--- BEGIN ---
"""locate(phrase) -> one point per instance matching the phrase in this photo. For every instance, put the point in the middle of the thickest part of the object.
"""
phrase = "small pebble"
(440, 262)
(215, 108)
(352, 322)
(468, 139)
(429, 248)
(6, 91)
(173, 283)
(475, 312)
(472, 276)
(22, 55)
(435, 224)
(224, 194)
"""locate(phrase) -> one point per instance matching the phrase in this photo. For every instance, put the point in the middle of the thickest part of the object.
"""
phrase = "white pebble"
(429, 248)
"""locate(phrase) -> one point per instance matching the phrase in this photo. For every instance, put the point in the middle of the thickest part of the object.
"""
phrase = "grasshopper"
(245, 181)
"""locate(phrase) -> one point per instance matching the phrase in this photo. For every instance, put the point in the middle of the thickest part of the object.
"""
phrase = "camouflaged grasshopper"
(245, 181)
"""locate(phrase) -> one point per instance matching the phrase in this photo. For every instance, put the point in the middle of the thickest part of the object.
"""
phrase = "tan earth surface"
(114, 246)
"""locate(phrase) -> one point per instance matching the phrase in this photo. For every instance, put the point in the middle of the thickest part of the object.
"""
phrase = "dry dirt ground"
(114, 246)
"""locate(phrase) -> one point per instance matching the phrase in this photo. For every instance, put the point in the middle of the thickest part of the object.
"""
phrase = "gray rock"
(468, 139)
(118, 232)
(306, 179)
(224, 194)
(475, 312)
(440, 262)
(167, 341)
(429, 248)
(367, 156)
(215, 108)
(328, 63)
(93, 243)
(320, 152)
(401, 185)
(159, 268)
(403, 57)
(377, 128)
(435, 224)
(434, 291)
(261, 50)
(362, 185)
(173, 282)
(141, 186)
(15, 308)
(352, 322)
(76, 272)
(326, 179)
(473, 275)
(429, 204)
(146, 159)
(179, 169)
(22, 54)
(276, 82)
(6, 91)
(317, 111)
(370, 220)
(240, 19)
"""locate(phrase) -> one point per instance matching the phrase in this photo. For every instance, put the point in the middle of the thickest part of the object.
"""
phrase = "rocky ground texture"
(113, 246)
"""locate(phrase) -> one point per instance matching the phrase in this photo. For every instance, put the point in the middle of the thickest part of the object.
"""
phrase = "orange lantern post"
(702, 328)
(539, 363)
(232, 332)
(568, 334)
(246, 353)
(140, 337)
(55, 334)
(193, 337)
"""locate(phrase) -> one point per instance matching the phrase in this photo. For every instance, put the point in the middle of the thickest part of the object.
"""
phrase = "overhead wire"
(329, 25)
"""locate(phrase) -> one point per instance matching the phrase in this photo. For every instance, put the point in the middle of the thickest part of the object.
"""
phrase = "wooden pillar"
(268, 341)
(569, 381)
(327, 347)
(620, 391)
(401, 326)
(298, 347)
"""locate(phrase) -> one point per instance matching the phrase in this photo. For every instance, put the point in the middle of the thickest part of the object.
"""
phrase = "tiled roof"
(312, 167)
--- END ---
# What is needed
Output all of the material, please, exactly as it stands.

# Written response
"""locate(phrase) -> one point per instance matching the phrase in this photo. For every instance, put the point in the middle of the thickest part of the object.
"""
phrase = "small pebble"
(440, 262)
(215, 108)
(352, 322)
(468, 139)
(429, 248)
(6, 91)
(173, 283)
(475, 312)
(472, 276)
(22, 55)
(435, 224)
(224, 194)
"""locate(phrase) -> one point per instance matching the phrase in this photo. For every instance, put the point in the middle of the thickest part of the object.
"""
phrase = "white pebble"
(429, 248)
"""locate(phrase) -> one point per instance matching the phrase in this photo. For every instance, put the point in the middle of the thickest part of the object.
"""
phrase = "grasshopper"
(245, 181)
"""locate(phrase) -> one point per instance matching the phrase in this photo. For every instance, put the point in the middle of the thickest part of the object.
"""
phrase = "camouflaged grasshopper"
(245, 181)
"""locate(phrase) -> one point per instance matching the phrase in this photo. For every instance, put the point in the middle of the thickest part of the object.
"""
phrase = "tan earth surface"
(114, 246)
"""locate(phrase) -> one point per instance matching the phrase in this photo. For every instance, put the point in the middle of the thickest part of the object.
"""
phrase = "dry dirt ground"
(114, 246)
"""locate(phrase) -> one point per instance matching the phrase in this photo. For every instance, put the point in the middle of the thickest part of the object.
"""
phrase = "gray rock"
(468, 139)
(118, 232)
(306, 179)
(224, 194)
(475, 312)
(440, 262)
(167, 341)
(429, 248)
(367, 156)
(215, 108)
(328, 63)
(93, 243)
(320, 152)
(401, 185)
(159, 268)
(403, 57)
(377, 128)
(435, 224)
(434, 291)
(261, 50)
(362, 185)
(173, 282)
(141, 186)
(15, 308)
(352, 322)
(76, 272)
(326, 179)
(473, 275)
(429, 204)
(146, 159)
(179, 169)
(22, 54)
(276, 82)
(6, 91)
(317, 111)
(370, 220)
(240, 19)
"""locate(phrase) -> one point per instance matching the phrase in this photo. For every instance, put the point in the middle of the thickest part of the object.
"""
phrase = "rocky ground texture"
(113, 246)
"""locate(phrase) -> one point per instance matching the phrase in this photo. For every instance, put the point in the middle of the thickest part of the object.
"""
phrase = "orange lantern post"
(702, 328)
(539, 363)
(232, 332)
(568, 334)
(246, 353)
(140, 337)
(55, 334)
(193, 337)
"""locate(phrase) -> one point per instance matching the phrase in this photo. For every instance, put the point in the middle of the thickest part of the object.
"""
phrase = "overhead wire"
(329, 25)
"""locate(phrase) -> one point per instance matching the phrase in this photo. For every instance, put the point in the middle of the thickest part of the object.
"""
phrase = "wooden pillar"
(268, 341)
(569, 381)
(327, 347)
(620, 391)
(401, 326)
(298, 347)
"""locate(phrase) -> one point per instance matching the phrase in this photo. For every instance, put the point in the middle of the thickest part of the object.
"""
phrase = "tiled roof"
(312, 167)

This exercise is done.